Quant aux jeunes ruraux d’origine immigrée, s’ils retournent après leurs études dans le territoire régional où ils ont grandi, c’est principalement pour la vie communautaire et la qualité de vie. Pareillement, les néo-ruraux déménagent en campagne pour vivre dans un lieu dynamique où ils pourront s’engager dans les activités locales et la vie associative. Leur désir de vivre dans un milieu où ils pourront améliorer leur qualité de vie globale revient sans cesse dans leurs propos.

De l’origine et de la liberté

Deux facteurs personnels sont susceptibles d’intervenir dans la rétention en milieu rural : d’une part, l’origine rurale des individus et d’autre part, leur goût du défi et leur envie d’une plus grande liberté. Ceci est bien démontré par les entrepreneurs agricoles européens qui migrent au Québec dans le but de réaliser un nouveau projet et pour leur relève, par exemple en poursuivant leur métier d’agriculteur dans des conditions moins précaires. Pour ce qui est des médecins omnipraticiens, leur origine rurale ou, du moins, leur fréquentation antérieure de la campagne ainsi que leur satisfaction à l’égard du mode de vie rural, sont mentionnées comme facteurs d’attraction et de rétention. La même affinité avec l’espace rural se remarque chez les néo-ruraux étudiés puisque la campagne n’était pas toujours un milieu totalement étranger pour eux.

[Données de localisation ponctuelle par instance]
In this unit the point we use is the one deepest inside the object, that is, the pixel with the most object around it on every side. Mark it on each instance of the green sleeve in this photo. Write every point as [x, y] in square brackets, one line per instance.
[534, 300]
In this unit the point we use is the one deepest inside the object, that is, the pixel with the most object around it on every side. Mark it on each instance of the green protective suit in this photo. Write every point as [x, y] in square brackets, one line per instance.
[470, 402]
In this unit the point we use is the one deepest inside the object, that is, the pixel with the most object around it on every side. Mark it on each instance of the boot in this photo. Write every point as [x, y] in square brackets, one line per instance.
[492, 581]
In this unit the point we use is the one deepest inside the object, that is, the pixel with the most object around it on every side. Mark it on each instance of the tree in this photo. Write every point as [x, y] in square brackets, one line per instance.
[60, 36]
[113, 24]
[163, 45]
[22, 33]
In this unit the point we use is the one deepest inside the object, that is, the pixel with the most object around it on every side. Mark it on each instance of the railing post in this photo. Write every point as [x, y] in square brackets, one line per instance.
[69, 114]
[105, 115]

(TRAVAIL DEMANDÉ)
a) D'après le texte sur la rétention en milieu rural, quels sont les deux facteurs personnels susceptibles d'intervenir dans cette rétention ?
b) En une à trois phrases, expliquez pourquoi le texte sur la rétention en milieu rural observe chez les néo-ruraux étudiés la même affinité avec l'espace rural que chez les médecins omnipraticiens.
c) Poursuivez le texte sur la rétention en milieu rural à la suite de sa dernière phrase.

(CORRIGÉ DES EXERCICES)
a) L'origine rurale des individus, d'une part, et leur goût du défi ainsi que leur envie d'une plus grande liberté, d'autre part.

b) Le texte observe chez les néo-ruraux étudiés la même affinité avec l'espace rural. La raison en est que la campagne n'était pas toujours un milieu totalement étranger pour eux, de même que les médecins omnipraticiens ont une origine rurale ou ont déjà fréquenté la campagne.

c)
Pour les mêmes raisons, l’origine rurale des conjoint(e)s a un impact sur l’installation en région.  La probabilité de s’installer à long terme en région sera d’autant plus grande que les deux conjoints aspirent à élever leur famille à la campagne et partagent un même intérêt pour la nature, les activités de plein air, les liens personnels plus satisfaisants, le rythme et la qualité de vie en région.

Nature : beauté et difficultés

Des facteurs liés aux caractéristiques physiques du territoire rural et à son cadre naturel peuvent également avoir un poids dans l’attraction, la rétention ou le départ des populations rurales.

Pour les néo-ruraux les jeunes régionaux d’origine immigrée ou les médecins qui ont renouvelé leur contrat de travail, les attraits liés au milieu naturel des territoires ruraux sont multiples et remarquables : beauté des paysages, tranquillité, air pur, accès facile à la nature, possibilités de pratiquer des sports extérieurs. Mais pour ceux qui considèrent ce cadre « bucolique » comme une source de stress  – grandes distances à parcourir, rigueur du climat, routes dangereuses en hiver -, ces facteurs environnementaux s’inscrivent plutôt comme un motif de départ.

Des solutions pour repeupler les régions?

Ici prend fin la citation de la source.